◆ **Task requirements**
Every record must appear in the response exactly as given.

====== Listed records

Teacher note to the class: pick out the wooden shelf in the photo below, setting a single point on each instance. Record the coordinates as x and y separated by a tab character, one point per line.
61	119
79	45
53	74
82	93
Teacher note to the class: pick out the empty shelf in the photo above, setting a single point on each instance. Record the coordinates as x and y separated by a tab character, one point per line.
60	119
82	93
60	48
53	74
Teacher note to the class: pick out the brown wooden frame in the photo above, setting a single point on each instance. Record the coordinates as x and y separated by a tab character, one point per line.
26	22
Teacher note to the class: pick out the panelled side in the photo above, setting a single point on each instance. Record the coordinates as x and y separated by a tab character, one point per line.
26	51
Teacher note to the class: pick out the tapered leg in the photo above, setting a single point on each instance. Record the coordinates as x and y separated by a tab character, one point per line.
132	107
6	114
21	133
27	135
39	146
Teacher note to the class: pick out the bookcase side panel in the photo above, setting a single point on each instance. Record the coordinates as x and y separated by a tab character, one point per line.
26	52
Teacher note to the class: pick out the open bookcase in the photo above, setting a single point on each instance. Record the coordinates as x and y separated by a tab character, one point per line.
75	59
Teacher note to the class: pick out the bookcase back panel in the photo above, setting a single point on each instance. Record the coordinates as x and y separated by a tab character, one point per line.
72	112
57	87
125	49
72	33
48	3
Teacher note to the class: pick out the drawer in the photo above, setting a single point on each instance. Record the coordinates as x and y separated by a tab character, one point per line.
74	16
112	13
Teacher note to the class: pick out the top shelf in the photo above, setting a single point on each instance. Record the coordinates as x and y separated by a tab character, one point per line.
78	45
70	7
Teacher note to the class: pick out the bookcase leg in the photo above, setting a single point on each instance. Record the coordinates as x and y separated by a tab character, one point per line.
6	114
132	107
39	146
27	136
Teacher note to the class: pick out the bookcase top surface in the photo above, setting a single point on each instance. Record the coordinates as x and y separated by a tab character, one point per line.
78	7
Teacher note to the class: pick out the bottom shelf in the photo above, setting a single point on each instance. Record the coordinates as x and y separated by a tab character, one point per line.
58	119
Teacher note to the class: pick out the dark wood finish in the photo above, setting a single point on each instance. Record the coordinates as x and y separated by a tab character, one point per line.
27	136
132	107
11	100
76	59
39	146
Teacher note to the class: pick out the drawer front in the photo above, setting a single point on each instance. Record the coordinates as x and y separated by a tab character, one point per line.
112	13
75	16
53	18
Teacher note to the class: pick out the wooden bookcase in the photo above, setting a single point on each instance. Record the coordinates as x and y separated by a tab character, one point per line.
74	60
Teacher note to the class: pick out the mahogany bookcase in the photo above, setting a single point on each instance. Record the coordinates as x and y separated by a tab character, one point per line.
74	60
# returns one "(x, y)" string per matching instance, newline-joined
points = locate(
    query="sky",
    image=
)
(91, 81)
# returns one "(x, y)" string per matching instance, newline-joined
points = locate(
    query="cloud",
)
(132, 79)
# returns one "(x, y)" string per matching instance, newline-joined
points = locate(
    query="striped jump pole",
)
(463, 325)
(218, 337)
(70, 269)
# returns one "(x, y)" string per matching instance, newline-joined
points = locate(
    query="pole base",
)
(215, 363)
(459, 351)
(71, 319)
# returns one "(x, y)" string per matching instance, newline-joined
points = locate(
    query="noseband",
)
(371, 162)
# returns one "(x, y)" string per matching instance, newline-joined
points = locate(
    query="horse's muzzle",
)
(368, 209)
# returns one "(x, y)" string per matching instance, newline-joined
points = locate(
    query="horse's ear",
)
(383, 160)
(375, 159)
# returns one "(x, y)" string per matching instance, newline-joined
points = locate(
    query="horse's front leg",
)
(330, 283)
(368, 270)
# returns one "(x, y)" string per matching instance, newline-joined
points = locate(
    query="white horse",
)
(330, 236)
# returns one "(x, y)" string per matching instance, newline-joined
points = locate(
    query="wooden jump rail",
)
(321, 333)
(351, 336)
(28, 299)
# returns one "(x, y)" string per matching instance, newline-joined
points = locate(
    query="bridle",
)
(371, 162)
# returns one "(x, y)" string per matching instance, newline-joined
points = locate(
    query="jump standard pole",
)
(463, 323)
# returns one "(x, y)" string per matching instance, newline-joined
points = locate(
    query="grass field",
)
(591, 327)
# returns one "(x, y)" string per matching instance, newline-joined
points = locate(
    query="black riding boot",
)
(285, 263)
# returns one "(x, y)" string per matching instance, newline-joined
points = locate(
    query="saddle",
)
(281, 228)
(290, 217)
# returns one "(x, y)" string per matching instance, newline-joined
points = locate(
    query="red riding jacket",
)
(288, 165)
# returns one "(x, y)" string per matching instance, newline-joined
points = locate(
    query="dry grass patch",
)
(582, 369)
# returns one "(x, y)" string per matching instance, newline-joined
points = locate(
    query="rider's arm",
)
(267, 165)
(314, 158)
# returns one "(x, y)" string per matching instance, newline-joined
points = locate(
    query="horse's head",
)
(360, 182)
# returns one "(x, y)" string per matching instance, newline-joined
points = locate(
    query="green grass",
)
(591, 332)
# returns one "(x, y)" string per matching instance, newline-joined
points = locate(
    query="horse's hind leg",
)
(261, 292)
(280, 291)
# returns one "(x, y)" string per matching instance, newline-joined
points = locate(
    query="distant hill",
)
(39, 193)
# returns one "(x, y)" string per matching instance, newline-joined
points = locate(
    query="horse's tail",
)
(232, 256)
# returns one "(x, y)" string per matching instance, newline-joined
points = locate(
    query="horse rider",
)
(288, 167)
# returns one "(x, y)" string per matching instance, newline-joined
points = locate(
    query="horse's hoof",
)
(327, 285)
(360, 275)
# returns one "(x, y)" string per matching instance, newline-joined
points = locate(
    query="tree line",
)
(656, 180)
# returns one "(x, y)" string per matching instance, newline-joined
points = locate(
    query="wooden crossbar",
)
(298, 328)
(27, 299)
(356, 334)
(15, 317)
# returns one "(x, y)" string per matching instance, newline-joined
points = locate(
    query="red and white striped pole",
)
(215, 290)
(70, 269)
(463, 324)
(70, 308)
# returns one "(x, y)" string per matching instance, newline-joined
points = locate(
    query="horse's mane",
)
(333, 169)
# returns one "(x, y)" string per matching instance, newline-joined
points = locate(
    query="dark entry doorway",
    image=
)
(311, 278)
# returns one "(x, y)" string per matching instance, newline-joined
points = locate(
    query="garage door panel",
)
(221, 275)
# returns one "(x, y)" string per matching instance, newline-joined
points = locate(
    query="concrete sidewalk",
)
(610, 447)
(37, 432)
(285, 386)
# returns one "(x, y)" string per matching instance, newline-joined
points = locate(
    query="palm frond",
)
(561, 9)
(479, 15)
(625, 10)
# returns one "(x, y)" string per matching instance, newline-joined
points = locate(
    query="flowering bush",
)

============

◆ **Solved problem**
Teacher note to the class: pick out the wooden shelf in the photo below, setting a single point on each instance. Record the coordinates as x and y separated by a tab character, one point per line.
61	119
79	45
53	74
82	93
Teacher note to the class: pick out the empty shelf in the photo above, setting a single point on each instance. Record the coordinates as x and y separated by a tab character, one point per line.
60	119
82	93
60	48
53	74
Teacher note to the class: pick out the brown wooden frame in the photo above, setting a single point on each instance. Record the coordinates as x and y separated by a tab character, one point per line.
26	22
Teacher note to the class: pick out the panelled side in the photo above, setting a single point on each instance. Record the coordinates as x and y separated by a tab character, one point per line.
26	51
Teacher note to the class: pick out the tapered leg in the photo above, setting a single point on each instance. Record the coordinates as x and y separated by a tab character, one point per line.
132	107
6	114
21	133
27	135
39	146
Teacher note to the class: pick out the bookcase side panel in the photo above, setting a single point on each instance. Record the coordinates as x and y separated by a tab character, one point per line.
26	52
Teacher note to the class: pick out the open bookcase in the photo above, setting a single point on each instance. Record the coordinates as x and y separated by a tab character, one point per line.
75	59
Teacher note to the class: pick out the bookcase back panel in the photo above, setting a single point on each instance. Record the coordinates as x and y separated by a tab character, one point per line.
72	112
57	87
125	49
72	33
48	3
Teacher note to the class: pick out the drawer in the photo above, setting a single point on each instance. Record the coordinates as x and y separated by a tab character, one point per line.
74	16
112	13
Teacher note to the class: pick out the top shelf in the photo above, setting a single point on each instance. Record the coordinates as x and y separated by a tab character, one point per line.
78	45
70	7
Teacher note to the class: pick out the bookcase leg in the photo above, setting a single point on each instance. Record the coordinates as x and y separated by a tab character, one point per line.
6	114
132	107
39	146
27	136
Teacher note to the class: pick out the bookcase top surface in the photo above, setting a single point on each instance. Record the coordinates as x and y separated by a tab character, one point per line.
78	7
Teacher note to the class: pick out the bottom shelf in the photo above, setting a single point on each instance. Record the coordinates as x and y separated by a tab character, one point per line.
58	119
Teacher note to the class: pick out the dark wood finish in the photo above, setting a single point on each instance. Record the coordinates as x and y separated by a tab character, one point per line.
27	136
132	107
11	100
76	59
39	146
Teacher note to the class: pick out the drawer front in the photo above, setting a single point on each instance. Record the coordinates as x and y separated by a tab character, one point per line.
112	13
75	16
53	18
Teacher note to the class: pick out the wooden bookcase in the photo above, setting a single point on each instance. Record the coordinates as x and y separated by a tab character, one point per line.
74	60
Teacher note to the class: pick out the mahogany bookcase in the photo above, setting a single point on each instance. Record the coordinates as x and y separated by a tab character, one point per line.
74	60
# returns one "(x, y)" string per matching instance, newline-joined
points = locate(
    query="sky",
    image=
)
(91, 81)
# returns one "(x, y)" string per matching instance, newline-joined
points = locate(
    query="cloud",
)
(132, 79)
# returns one "(x, y)" string per matching instance, newline-joined
points = locate(
    query="striped jump pole",
)
(463, 325)
(218, 337)
(70, 269)
# returns one "(x, y)" string per matching instance, newline-joined
points = locate(
    query="pole base",
)
(215, 363)
(459, 351)
(71, 319)
# returns one "(x, y)" string per matching instance, newline-joined
points = locate(
    query="noseband",
)
(371, 162)
# returns one "(x, y)" string per matching instance, newline-joined
points = locate(
    query="horse's muzzle",
)
(368, 209)
# returns one "(x, y)" string per matching instance, newline-joined
points = locate(
    query="horse's ear",
)
(383, 160)
(375, 159)
# returns one "(x, y)" string per matching instance, newline-joined
points = locate(
    query="horse's front leg",
)
(330, 283)
(368, 270)
# returns one "(x, y)" string per matching instance, newline-joined
points = locate(
    query="white horse",
)
(330, 236)
# returns one "(x, y)" string per matching instance, newline-joined
points = locate(
    query="wooden jump rail",
)
(321, 333)
(351, 336)
(28, 299)
# returns one "(x, y)" string per matching instance, newline-joined
points = locate(
    query="bridle",
)
(371, 162)
# returns one "(x, y)" string per matching instance, newline-joined
points = locate(
    query="jump standard pole",
)
(463, 323)
# returns one "(x, y)" string per matching instance, newline-joined
points = locate(
    query="grass field",
)
(591, 327)
# returns one "(x, y)" string per matching instance, newline-joined
points = locate(
    query="black riding boot",
)
(285, 263)
# returns one "(x, y)" string per matching instance, newline-joined
points = locate(
    query="saddle",
)
(281, 228)
(290, 217)
# returns one "(x, y)" string per matching instance, newline-joined
points = locate(
    query="red riding jacket",
)
(288, 165)
# returns one "(x, y)" string per matching instance, newline-joined
points = locate(
    query="dry grass patch",
)
(582, 369)
# returns one "(x, y)" string per matching instance, newline-joined
points = locate(
    query="rider's arm",
)
(267, 165)
(314, 158)
# returns one "(x, y)" string per matching instance, newline-joined
points = locate(
    query="horse's head",
)
(360, 182)
# returns one "(x, y)" string per matching instance, newline-joined
points = locate(
    query="green grass",
)
(591, 332)
# returns one "(x, y)" string per matching instance, newline-joined
points = locate(
    query="horse's hind leg",
)
(261, 292)
(280, 291)
# returns one "(x, y)" string per matching instance, newline-joined
points = locate(
    query="distant hill",
)
(39, 193)
# returns one "(x, y)" string per matching instance, newline-joined
points = locate(
    query="horse's tail",
)
(232, 256)
# returns one "(x, y)" string per matching instance, newline-joined
points = locate(
    query="horse rider",
)
(288, 167)
# returns one "(x, y)" string per matching instance, newline-joined
points = locate(
    query="horse's hoof",
)
(327, 285)
(360, 275)
# returns one "(x, y)" string per matching instance, newline-joined
points = locate(
    query="tree line",
)
(656, 180)
# returns one "(x, y)" string per matching instance, newline-joined
points = locate(
    query="wooden crossbar",
)
(298, 328)
(27, 299)
(356, 334)
(15, 317)
# returns one "(x, y)" string per matching instance, newline-joined
points = locate(
    query="red and white striped pole",
)
(215, 290)
(70, 269)
(463, 324)
(70, 308)
# returns one "(x, y)" string per matching instance, newline-joined
points = locate(
    query="horse's mane",
)
(333, 169)
# returns one "(x, y)" string per matching instance, newline-joined
points = locate(
    query="dark entry doorway",
    image=
)
(311, 278)
# returns one "(x, y)" string per matching instance, newline-joined
points = locate(
    query="garage door panel",
)
(221, 275)
# returns one "(x, y)" string per matching instance, newline-joined
points = locate(
    query="concrete sidewalk",
)
(610, 447)
(37, 432)
(285, 386)
# returns one "(x, y)" string per matching instance, newline-joined
points = locate(
    query="palm frond",
)
(561, 9)
(479, 15)
(625, 10)
# returns one "(x, y)" string per matching instance, newline-joined
points = locate(
    query="flowering bush",
)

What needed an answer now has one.